## Work instructions
Exactly as written, retype all of the records that come next.

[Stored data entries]
----------------------------------------

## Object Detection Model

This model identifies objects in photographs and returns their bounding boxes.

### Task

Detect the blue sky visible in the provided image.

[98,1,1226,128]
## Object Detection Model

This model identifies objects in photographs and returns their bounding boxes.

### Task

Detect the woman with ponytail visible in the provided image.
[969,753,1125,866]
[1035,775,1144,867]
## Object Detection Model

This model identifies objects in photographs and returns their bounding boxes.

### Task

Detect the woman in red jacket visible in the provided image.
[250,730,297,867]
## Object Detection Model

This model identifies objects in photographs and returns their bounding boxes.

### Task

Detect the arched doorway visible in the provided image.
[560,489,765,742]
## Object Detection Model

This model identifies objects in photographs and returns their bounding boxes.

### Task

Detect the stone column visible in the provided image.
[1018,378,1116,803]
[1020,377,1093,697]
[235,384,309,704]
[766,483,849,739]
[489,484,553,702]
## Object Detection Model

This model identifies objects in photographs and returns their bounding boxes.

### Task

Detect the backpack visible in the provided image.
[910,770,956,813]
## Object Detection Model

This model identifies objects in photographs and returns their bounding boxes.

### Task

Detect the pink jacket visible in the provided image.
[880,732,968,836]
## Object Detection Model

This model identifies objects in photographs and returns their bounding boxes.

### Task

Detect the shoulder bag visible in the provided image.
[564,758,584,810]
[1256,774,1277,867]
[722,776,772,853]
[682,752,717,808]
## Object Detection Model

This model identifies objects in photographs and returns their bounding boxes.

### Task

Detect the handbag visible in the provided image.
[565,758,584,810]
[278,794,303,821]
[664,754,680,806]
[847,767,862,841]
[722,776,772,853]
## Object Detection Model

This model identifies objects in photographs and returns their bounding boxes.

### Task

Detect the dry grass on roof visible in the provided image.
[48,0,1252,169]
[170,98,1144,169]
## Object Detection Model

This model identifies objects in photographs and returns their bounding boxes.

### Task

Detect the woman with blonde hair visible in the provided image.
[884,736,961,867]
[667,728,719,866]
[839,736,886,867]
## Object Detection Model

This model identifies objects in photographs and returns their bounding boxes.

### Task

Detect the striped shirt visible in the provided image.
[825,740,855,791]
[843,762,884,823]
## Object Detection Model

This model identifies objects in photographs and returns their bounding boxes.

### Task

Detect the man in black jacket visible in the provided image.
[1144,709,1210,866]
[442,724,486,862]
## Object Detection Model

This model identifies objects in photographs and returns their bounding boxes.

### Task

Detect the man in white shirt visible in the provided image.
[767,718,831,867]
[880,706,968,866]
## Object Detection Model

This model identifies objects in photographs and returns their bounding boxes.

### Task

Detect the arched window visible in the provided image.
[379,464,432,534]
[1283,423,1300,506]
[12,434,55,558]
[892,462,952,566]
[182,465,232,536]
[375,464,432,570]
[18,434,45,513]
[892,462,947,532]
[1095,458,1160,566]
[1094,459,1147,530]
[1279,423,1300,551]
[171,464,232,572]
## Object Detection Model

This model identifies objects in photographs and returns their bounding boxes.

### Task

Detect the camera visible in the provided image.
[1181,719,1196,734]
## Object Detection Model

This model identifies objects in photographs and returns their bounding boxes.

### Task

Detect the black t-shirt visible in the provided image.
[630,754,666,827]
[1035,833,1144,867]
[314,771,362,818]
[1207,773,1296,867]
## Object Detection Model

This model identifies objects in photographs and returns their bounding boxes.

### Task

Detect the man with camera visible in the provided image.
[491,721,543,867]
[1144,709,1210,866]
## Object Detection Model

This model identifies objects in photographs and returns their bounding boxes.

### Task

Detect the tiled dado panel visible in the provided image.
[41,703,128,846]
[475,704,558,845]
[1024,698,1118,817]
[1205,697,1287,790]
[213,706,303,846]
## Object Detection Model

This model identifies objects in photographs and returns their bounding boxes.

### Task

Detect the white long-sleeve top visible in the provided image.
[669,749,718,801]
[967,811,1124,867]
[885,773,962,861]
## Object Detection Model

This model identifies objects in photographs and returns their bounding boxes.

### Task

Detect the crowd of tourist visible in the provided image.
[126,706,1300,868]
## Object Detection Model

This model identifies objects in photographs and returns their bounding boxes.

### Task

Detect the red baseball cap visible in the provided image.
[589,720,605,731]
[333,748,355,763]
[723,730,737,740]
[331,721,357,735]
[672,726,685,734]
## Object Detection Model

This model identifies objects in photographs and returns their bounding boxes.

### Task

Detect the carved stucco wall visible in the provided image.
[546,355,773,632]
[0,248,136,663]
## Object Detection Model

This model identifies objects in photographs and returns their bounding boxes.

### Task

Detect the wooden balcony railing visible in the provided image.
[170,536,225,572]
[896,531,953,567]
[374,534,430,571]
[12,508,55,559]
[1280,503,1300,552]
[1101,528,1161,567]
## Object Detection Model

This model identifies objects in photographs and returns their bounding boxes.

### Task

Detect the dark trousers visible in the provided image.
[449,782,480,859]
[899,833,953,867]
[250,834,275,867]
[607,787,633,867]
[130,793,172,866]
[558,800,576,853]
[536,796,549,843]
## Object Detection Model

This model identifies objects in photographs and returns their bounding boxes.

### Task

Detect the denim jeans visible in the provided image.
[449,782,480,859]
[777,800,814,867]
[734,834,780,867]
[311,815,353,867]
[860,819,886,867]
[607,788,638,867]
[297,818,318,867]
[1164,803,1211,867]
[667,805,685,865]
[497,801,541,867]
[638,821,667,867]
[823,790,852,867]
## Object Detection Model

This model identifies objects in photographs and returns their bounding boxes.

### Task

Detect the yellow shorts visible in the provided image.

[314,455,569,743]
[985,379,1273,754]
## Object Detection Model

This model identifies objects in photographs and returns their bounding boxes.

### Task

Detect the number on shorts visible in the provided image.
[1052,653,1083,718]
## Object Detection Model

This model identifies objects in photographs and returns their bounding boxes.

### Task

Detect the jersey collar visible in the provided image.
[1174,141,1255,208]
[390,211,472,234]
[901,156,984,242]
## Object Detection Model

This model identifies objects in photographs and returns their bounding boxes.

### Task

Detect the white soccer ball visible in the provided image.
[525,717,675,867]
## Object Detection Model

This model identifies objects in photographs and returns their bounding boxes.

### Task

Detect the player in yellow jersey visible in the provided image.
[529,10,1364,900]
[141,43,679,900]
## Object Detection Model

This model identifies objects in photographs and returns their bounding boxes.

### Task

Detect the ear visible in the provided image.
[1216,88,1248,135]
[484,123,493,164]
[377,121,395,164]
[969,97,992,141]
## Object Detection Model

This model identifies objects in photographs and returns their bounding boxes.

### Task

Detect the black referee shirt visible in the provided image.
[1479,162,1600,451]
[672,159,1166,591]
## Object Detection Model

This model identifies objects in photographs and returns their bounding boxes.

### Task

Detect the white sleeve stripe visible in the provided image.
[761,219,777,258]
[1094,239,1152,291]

----------------------------------------

## Task result
## Object Detection Model

This model identifies objects in photographs and returns their bounding boxes.

### Task

Detect the blue sky visible in the provided image.

[98,1,1226,128]
## Object Detection Model

This model identifies objects in photographs and returns their bounding boxes.

### Task

Detect the woman with ponytail visible in the provided image.
[969,753,1125,866]
[1035,775,1144,867]
## Object Detection Model

This model identifies objects in photographs and returns their bounding boxes.

### Task

Detect the woman in red jacket visible in the provided image.
[250,730,297,867]
## Object Detection Model

This model identifies objects in photographs and returns their bounding boxes.

### Task

Detect the arched doorway visible in the provided image.
[560,489,765,742]
## Object Detection Model

This model identifies objects in photographs and returns their bounding boxes.

### Task

Detect the stone column visible in the provided image.
[1018,378,1116,803]
[1020,377,1093,697]
[235,384,309,704]
[766,483,849,739]
[489,484,553,702]
## Object Detection Model

This model identifies objects in photographs and returns their bounding boxes.

### Task

Detect the backpack visible in the provided image.
[910,770,956,813]
## Object Detection Model

This model identifies objects in photographs and returns their bounding boxes.

### Task

Detect the pink jacket visible in the provided image.
[880,732,968,836]
## Object Detection Model

This model identifies objects in photographs and returns their bounding boxes.

### Task

Detect the shoulder bag visible in the provided image.
[564,758,584,810]
[1256,774,1277,867]
[722,776,772,853]
[682,752,717,808]
## Object Detection Model

This model identifies objects in photographs and returns their bounding boxes.

### Task

Detect the handbag visible in the provided image.
[565,758,584,810]
[278,794,303,821]
[664,754,680,806]
[847,767,862,841]
[722,776,772,853]
## Object Detection Model

This model identifies objects in photographs and returns their bounding boxes.

### Task

Detect the dry grass on roof visible in the provided image.
[48,0,1252,169]
[170,98,1144,169]
## Object Detection Model

This model identifies objects in photographs and returns their bounding boxes.

### Task

Detect the woman with blonde hair visible in the provided image.
[884,736,961,867]
[667,728,719,866]
[839,736,886,867]
## Object Detection Model

This model identifies objects in photographs and returns their bounding boxes.

### Task

Detect the striped shirt visible in the provided image.
[825,740,855,791]
[843,762,884,823]
## Object Detection Model

This model identifies objects in photographs and returns their bounding boxes.

### Task

Detect the man in black jacket visible in the provided image.
[1144,709,1210,866]
[442,724,486,862]
## Object Detection Model

This model identifies objects in photographs and returns their bounding boxes.

### Task

Detect the man in white shirt visible in the provided image.
[767,718,831,867]
[880,706,968,866]
## Object Detection Model

This model identifies objects in photographs and returns their bounding boxes.

### Task

Detect the arched window visible in the provided image.
[379,464,432,534]
[1283,423,1300,506]
[12,434,55,558]
[892,462,952,566]
[182,465,232,536]
[375,464,432,570]
[18,434,45,513]
[892,462,947,532]
[1095,458,1160,566]
[1094,459,1147,530]
[1279,423,1300,551]
[171,464,232,572]
## Object Detection Model

This model identifies objects in photographs and returns their bounding boxes.

### Task

Detect the camera visible in the provided image.
[1181,719,1196,734]
## Object Detection Model

This model identifies objects in photographs and returns their bounding boxes.

### Task

Detect the black t-shirt visible in the provided image.
[630,754,666,827]
[1035,833,1144,867]
[314,771,362,818]
[1207,773,1296,867]
## Object Detection Model

This model identifies objects in photographs and returns their bounding boxes.

### Task

Detect the man with camera visible in the provided image.
[491,721,543,867]
[1144,709,1210,866]
## Object Detection Model

This model identifies objects in photographs and returns their bounding boxes.

### Task

Detect the tiled dado panel visible in the provided image.
[41,703,128,846]
[475,704,558,845]
[1024,698,1118,817]
[1205,697,1287,790]
[213,706,303,846]
## Object Detection Model

This model identifies objects in photographs and returns their bounding boxes.

### Task

Detect the white long-sleeve top visible in the provided image.
[669,749,718,801]
[967,811,1124,867]
[885,773,962,861]
## Object Detection Model

This model identifies objects in photographs and returns their bounding boxes.

### Task

Detect the crowd of tourist visible in the provided image.
[126,706,1300,868]
## Object Detection Model

This model identifies objects in photographs and returns their bounding boxes.

### Task

Detect the red baseball cap visible in the provided image.
[589,720,605,731]
[333,748,355,763]
[723,730,737,740]
[331,721,357,735]
[672,726,685,734]
## Object Detection Model

This model identifies objects in photographs and returns their bounding boxes.

### Task

Detect the carved stucco wall visible in the provided image.
[546,355,773,632]
[0,248,136,663]
## Object Detection Model

This model identifies objects in photographs and returns their bounding boxes.

### Task

Detect the wooden balcony railing visible in the provided image.
[170,536,225,572]
[896,531,953,567]
[374,534,430,571]
[12,508,55,559]
[1280,503,1300,552]
[1101,528,1161,567]
## Object Detection Model

This model identifies objects in photographs and returns their bounding boxes.

### Task

Detect the dark trousers visible in the provided image.
[449,782,480,859]
[899,833,953,867]
[250,834,275,867]
[607,787,633,867]
[130,793,172,866]
[558,800,576,853]
[536,796,549,843]
## Object Detection Model

This model identifies objects in photographs and returns their bounding boxes.

### Task

Detect the denim jeans visible in the provided image.
[449,782,480,859]
[777,800,814,867]
[734,834,780,867]
[311,815,353,867]
[860,819,886,867]
[607,788,638,867]
[297,818,318,867]
[1164,803,1211,867]
[667,805,685,865]
[497,801,541,867]
[638,821,667,867]
[823,790,852,867]
## Object Detection Model

This model identifies objects in photographs and returns their bounding boxes.

### Task

Detect the yellow shorts visible in the provided image.

[314,455,569,743]
[985,379,1273,754]
## Object Detection Model

This model identifies objects in photographs and returns their bounding boxes.

### Task

Detect the number on shorts visible in the provided image.
[1052,653,1083,718]
## Object Detection Model

This model identifies objects in photographs and returns their bounding boxes.

### Task

Detect the jersey collar visible in the provided image.
[1174,141,1255,208]
[390,211,472,234]
[901,156,984,242]
## Object Detection Model

This model identifies objects in photographs and returns their bounding boxes.

### Task

Detect the white soccer ball visible in the provided image.
[525,717,675,867]
## Object Detection Model

This model identifies objects in photographs and returns their bounding boxes.

### Task

Detect the player in yellow jersey visible in the provided image.
[529,10,1364,900]
[141,43,679,900]
## Object Detection Model

This model identifies objects in photographs and returns their bounding boxes.

### Task

Detect the ear visible in the provided image.
[1216,88,1248,135]
[484,123,493,164]
[377,121,395,164]
[969,97,992,141]
## Object Detection Model

This model identifies objects in photographs and returns their bounding boxes.

### Task

Detect the black referee shirt visible in the provided image.
[1479,162,1600,451]
[672,159,1166,591]
## Object Detection Model

This model identifies objects in photographs and returns their bounding boxes.

### Task

Detect the white sleeve stripe visible in the provided image.
[761,219,777,258]
[1094,239,1152,291]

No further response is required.